PROBLEM TO SOLVE
Reproduce verbatim the lines of the items below, starting with the line that contains "Where can the anal" and going on through the line that contains "pixel 858 587". Include both of those lines.

[Rows taken from a dataset]
____
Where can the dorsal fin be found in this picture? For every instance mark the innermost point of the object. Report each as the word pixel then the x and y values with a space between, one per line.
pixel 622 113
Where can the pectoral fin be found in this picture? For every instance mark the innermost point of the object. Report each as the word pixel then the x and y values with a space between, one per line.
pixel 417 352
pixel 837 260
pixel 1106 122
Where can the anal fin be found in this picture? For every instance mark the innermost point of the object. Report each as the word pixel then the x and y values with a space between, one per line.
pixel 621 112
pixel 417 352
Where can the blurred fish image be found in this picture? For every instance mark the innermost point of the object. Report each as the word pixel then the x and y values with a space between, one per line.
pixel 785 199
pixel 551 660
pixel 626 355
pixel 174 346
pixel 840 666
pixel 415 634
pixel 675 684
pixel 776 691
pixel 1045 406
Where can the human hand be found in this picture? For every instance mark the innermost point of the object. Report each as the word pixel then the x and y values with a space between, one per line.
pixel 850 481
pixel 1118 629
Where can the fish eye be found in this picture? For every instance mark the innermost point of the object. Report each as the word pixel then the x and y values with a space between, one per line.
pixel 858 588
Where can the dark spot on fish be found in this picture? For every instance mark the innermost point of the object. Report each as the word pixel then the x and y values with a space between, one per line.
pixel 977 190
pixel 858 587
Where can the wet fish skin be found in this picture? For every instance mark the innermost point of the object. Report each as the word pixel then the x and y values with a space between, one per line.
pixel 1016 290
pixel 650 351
____
CORRECT OUTPUT
Where can the anal fin be found in this picture? For every instance mark the innermost point of the object. Report each as the word pixel then the x and y values with a space between, one per line.
pixel 621 112
pixel 417 352
Where can the blurred fish image be found in this picture? For every instance mark the innermost point of the object. Report each as the word pixel then the x and y values with a space between, one per line.
pixel 785 199
pixel 551 660
pixel 626 355
pixel 174 346
pixel 840 666
pixel 415 634
pixel 675 684
pixel 776 691
pixel 1045 406
Where can the human hand be found in this picture? For every instance mark the innermost point of the object. Report each as the word pixel then the x and y values with a space between, one per line.
pixel 850 481
pixel 1118 629
Where can the fish eye be found in this picture? For every instance mark the innermost point of the object. Report each as the word pixel then the x and y values with a space between, one per line.
pixel 858 588
Where can the dark spot on fish be found in this picture? For every instance mark the innermost point of the object. Report each as the word pixel then the x and y values with a space between, one per line.
pixel 977 190
pixel 858 587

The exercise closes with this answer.